- _Data shown_
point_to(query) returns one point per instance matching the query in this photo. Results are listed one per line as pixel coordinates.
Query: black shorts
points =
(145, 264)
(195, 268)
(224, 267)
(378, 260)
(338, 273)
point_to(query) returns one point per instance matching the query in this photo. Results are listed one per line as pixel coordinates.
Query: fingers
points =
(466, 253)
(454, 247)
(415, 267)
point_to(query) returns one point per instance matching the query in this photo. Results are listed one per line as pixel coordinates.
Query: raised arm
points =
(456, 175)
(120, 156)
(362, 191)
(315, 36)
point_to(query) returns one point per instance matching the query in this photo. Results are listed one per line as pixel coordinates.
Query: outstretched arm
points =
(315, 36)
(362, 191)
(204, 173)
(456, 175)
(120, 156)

- _Written problem_
Could you copy out every line of the entries above again, word for word and with nothing changed?

- _Written response_
point_to(query) returns one point per instance matching the query in this photo. Results are listed one per line as pixel coordinates.
Query: black shorts
points =
(145, 264)
(195, 268)
(224, 267)
(378, 260)
(338, 273)
point_to(query) returns one point per instance matching the query in this photo. Results are listed one per line as pixel coordinates.
Query: fingers
points =
(466, 253)
(454, 247)
(415, 267)
point_to(query) returns one point per instance matching the query in this photo. Results are listed one per line as pixel coordinates.
Query: raised arm
points =
(456, 175)
(120, 156)
(362, 191)
(315, 36)
point_to(query) returns one point per instance matching the query in this photo. Results are listed one per line as pixel coordinates.
Query: outstretched arm
points =
(315, 36)
(362, 191)
(204, 173)
(456, 175)
(120, 156)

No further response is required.